RAW RECORDS:
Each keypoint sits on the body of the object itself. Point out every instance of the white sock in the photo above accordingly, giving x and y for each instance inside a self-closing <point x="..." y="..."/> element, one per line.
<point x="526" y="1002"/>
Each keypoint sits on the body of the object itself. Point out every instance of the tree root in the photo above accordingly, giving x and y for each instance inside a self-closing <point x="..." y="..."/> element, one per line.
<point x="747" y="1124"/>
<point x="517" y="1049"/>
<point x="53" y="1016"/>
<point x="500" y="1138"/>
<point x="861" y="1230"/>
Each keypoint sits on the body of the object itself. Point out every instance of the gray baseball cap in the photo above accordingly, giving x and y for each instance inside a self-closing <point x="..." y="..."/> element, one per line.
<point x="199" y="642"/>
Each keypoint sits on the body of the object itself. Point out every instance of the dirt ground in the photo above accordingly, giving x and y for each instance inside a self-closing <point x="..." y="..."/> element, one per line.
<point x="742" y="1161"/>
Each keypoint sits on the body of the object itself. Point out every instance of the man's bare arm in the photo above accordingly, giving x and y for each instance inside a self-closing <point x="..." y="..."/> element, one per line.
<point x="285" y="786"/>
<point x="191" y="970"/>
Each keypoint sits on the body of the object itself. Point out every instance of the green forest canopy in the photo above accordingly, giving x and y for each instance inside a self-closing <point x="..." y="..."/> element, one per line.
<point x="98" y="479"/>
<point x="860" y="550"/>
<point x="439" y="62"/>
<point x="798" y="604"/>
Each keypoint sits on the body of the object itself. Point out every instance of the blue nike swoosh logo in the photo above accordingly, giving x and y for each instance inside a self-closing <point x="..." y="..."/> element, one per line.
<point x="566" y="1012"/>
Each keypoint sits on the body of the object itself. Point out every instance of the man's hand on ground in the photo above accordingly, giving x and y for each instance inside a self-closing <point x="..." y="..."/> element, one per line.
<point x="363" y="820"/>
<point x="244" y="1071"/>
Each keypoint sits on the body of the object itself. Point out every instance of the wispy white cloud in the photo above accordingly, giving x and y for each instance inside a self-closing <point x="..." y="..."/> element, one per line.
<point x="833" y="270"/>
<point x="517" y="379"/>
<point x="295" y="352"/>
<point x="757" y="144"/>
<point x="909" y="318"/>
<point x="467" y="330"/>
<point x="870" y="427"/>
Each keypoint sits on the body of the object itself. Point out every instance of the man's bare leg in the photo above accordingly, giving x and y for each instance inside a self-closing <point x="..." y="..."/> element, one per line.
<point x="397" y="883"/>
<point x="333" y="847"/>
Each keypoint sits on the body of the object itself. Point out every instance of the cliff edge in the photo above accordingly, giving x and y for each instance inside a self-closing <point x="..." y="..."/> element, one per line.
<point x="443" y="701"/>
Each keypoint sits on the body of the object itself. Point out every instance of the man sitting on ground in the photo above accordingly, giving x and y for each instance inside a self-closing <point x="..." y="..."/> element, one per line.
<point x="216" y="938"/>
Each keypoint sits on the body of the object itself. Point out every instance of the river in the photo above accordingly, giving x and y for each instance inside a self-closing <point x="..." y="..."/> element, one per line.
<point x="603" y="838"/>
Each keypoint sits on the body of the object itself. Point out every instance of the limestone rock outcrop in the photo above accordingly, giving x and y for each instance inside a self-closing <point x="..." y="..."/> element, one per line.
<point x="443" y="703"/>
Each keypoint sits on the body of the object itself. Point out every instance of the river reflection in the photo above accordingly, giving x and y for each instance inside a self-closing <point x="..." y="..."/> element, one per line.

WHAT TO DO: Rewrite all the records above, changing every "keypoint" to "marker" and keeping everything else the same.

SOLUTION TO THIS EXERCISE:
Each marker sits on the body of the object itself. Point out every instance of the white sock in the photo above accordingly, giving x and y for each instance inside a self-closing <point x="..." y="..."/> element, one per line.
<point x="526" y="1002"/>
Each marker sits on the body of the object itself. Point out every instance of the tree root in the photo above accordingly, giving x and y for each instance inside a self-closing <point x="..." y="..."/> element, one per line.
<point x="747" y="1124"/>
<point x="517" y="1049"/>
<point x="53" y="1016"/>
<point x="500" y="1138"/>
<point x="861" y="1230"/>
Each marker sits on the body of the object itself. Point out every instance of the gray baseball cap in the photo above accordingly, giving x and y for each instance inside a self-closing <point x="..." y="..."/> element, one per line.
<point x="199" y="642"/>
Each marker sits on the body of the object itself. Point out every instance of the dirt ground in the photo above accordingly, giving x and y for each instance inside a self-closing <point x="..." y="..."/> element, one per line.
<point x="742" y="1161"/>
Each marker sits on the body of the object itself. Point out every instance of the man's bare arm in the photo above accordingly, giving x and y for each instance inside a self-closing <point x="..." y="..."/> element, one per line.
<point x="285" y="786"/>
<point x="191" y="970"/>
Each marker sits on the body of the object itself. Point out every instance of the green forest canopy in the photo above accordingly, giving x and y for each instance inside a self-closing <point x="..." y="..."/> element, one per line.
<point x="98" y="479"/>
<point x="860" y="550"/>
<point x="439" y="62"/>
<point x="798" y="604"/>
Each marker sits on the body of the object itself. Point out every instance of the blue nike swoosh logo in the photo above accordingly, giving x and y for each instance inside a self-closing <point x="..." y="..."/> element, one per line.
<point x="566" y="1012"/>
Each marker sits on the body of the object itself. Point out every instance of the man's hand on ground in the photo above accordingly, giving x and y for each instance inside a self-closing <point x="..." y="..."/> element, one per line.
<point x="363" y="820"/>
<point x="244" y="1071"/>
Each marker sits on the body of the object itself. Point out every instance of the wispy white cloud in the photo above accordingly, giving x and y for each instance inside a self-closing <point x="..." y="..."/> element, one per line.
<point x="833" y="270"/>
<point x="517" y="379"/>
<point x="295" y="352"/>
<point x="757" y="144"/>
<point x="909" y="318"/>
<point x="467" y="330"/>
<point x="870" y="427"/>
Each marker sits on the body of the object itself. Point out every instance of the man's bare leg in the photo above accordingly, giving x and y for each instance inside a self-closing <point x="..." y="..."/> element, one per line.
<point x="397" y="883"/>
<point x="333" y="847"/>
Each marker sits on the body of the object itself. Point out every instance of the cliff edge in the photo above accordingly, giving x and y for each instance inside a self-closing <point x="..." y="..."/> element, one per line.
<point x="443" y="701"/>
Each marker sits on the body of the object itself. Point out every instance of the man sitting on ground in the photo above accordingly, giving x and y for each instance inside a self-closing <point x="..." y="..."/> element, one per line.
<point x="216" y="938"/>
Each marker sits on the body of the object itself. Point out every instance of the river in the photo above accordingly, giving x and y for each instance inside a self-closing <point x="..." y="..."/> element, one per line.
<point x="603" y="838"/>
Each marker sits on the body of the object itself. Point out every instance of the limestone rock outcrop in the photo above accordingly, giving x and y for each instance inside a self-closing <point x="..." y="..."/> element, one per line.
<point x="443" y="703"/>
Each marker sits on the body of the object itself. Point out every instance of the river reflection in the photo above accordingly, giving x and y for each instance inside a self-closing <point x="..." y="..."/> element, one per line.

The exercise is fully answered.